Your task - In the copy, include every entry exactly but none of the pictures.

Task input -
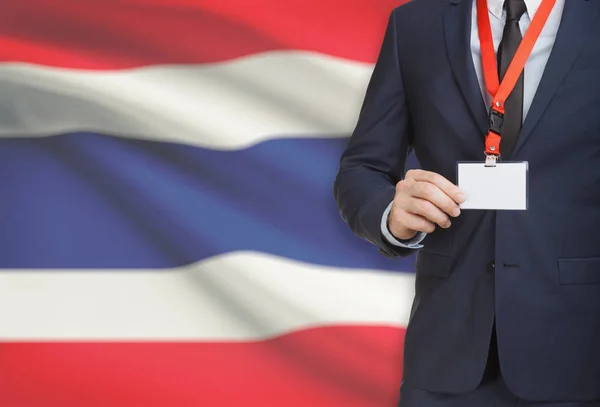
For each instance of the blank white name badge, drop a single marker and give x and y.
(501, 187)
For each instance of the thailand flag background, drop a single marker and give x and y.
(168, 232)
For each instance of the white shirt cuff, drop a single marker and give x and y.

Solution to the exercise -
For each instance of the blank white name badge, drop a single marker and give x and y.
(501, 187)
For each instance of the thailand flag background, drop a single marker and give x and y.
(168, 232)
For each instance of the white shirt cuff, drop a single marker and give x and y.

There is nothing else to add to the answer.